• **Consegna**
Restituisci parola per parola tutto il passo del testo sulla riconciliazione saudita-iraniana, da "Per Israele, il" fino a "causa palestinese .".

• **Fonte**
Riconciliazione saudita-iraniana: l’alleanza arabo-israeliana contro Teheran sta finendo?

Riconciliazione saudita-iraniana: l’alleanza arabo-israeliana contro Teheran sta finendo?

Per Israele, il riavvicinamento Arabia Saudita-Iran avrà un prezzo strategico, con dimensioni regionali e internazionali
La politica regionale di Israele è stata a lungo basata sull’egemonia, la superiorità e l’arroganza. I leader Shimon Peres e Benjamin Netanyahu hanno spesso ripetuto l’idea di un’alleanza basata su “cervelli israeliani e denaro arabo”, promuovendo anche il concetto di proteggere i regimi arabi (quelli filo USA) con tecnologie di intelligence israeliane e strategie per la pace economica.

L’obiettivo dell’entità sionista è sempre stato duplice: raggiungere la normalizzazione e rafforzare l’influenza regionale di Israele, e accelerare la scomparsa della causa palestinese .

• **Record**
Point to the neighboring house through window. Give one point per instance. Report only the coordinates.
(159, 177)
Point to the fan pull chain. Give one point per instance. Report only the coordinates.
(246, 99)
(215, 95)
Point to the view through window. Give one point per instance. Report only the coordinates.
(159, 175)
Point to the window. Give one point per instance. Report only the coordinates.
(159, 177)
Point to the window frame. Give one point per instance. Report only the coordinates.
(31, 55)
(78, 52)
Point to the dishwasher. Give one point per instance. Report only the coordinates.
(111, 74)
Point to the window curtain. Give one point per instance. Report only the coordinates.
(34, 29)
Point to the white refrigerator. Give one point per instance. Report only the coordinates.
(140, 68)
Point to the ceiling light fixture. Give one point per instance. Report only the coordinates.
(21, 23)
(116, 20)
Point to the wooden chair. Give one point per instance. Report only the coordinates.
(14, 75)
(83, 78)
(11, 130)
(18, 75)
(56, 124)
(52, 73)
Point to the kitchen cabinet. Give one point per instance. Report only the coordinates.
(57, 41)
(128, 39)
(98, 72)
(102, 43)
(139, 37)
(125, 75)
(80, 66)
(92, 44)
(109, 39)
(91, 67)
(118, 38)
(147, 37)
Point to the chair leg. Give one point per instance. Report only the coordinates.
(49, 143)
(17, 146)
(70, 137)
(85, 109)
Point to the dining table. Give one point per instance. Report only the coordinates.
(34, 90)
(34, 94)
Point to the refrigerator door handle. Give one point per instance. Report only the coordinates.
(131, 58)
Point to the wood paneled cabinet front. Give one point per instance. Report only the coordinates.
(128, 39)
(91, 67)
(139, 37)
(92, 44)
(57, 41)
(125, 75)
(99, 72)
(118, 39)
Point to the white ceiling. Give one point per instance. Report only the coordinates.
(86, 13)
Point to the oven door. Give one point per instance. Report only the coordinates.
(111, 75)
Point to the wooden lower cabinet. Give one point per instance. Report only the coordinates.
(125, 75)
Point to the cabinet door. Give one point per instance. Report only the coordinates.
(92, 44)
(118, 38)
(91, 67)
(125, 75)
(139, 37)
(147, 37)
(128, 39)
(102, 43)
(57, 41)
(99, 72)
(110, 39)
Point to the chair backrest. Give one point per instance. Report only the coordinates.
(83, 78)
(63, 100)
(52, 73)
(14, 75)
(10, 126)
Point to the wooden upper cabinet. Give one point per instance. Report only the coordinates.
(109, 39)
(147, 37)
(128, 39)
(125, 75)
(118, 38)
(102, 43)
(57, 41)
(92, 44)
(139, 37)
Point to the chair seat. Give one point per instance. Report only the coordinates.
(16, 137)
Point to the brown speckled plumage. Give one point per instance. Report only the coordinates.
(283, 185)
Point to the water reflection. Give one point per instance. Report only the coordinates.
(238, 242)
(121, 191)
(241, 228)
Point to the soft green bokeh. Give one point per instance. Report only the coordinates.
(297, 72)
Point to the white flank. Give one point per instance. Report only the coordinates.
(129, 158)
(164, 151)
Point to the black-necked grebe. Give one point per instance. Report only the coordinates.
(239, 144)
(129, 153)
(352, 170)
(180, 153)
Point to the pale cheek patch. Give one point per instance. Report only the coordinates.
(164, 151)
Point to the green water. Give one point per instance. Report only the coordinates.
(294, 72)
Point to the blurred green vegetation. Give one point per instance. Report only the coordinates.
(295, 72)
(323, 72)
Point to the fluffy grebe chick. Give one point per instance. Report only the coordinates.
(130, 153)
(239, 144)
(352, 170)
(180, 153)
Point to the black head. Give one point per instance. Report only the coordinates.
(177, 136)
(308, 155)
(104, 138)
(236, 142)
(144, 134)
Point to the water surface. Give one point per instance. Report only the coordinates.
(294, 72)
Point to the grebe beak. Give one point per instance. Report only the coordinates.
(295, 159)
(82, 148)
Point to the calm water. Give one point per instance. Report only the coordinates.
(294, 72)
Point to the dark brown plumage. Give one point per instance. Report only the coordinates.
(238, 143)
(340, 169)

• **Risposta completa**
Per Israele, il riavvicinamento Arabia Saudita-Iran avrà un prezzo strategico, con dimensioni regionali e internazionali
La politica regionale di Israele è stata a lungo basata sull’egemonia, la superiorità e l’arroganza. I leader Shimon Peres e Benjamin Netanyahu hanno spesso ripetuto l’idea di un’alleanza basata su “cervelli israeliani e denaro arabo”, promuovendo anche il concetto di proteggere i regimi arabi (quelli filo USA) con tecnologie di intelligence israeliane e strategie per la pace economica.

L’obiettivo dell’entità sionista è sempre stato duplice: raggiungere la normalizzazione e rafforzare l’influenza regionale di Israele, e accelerare la scomparsa della causa palestinese .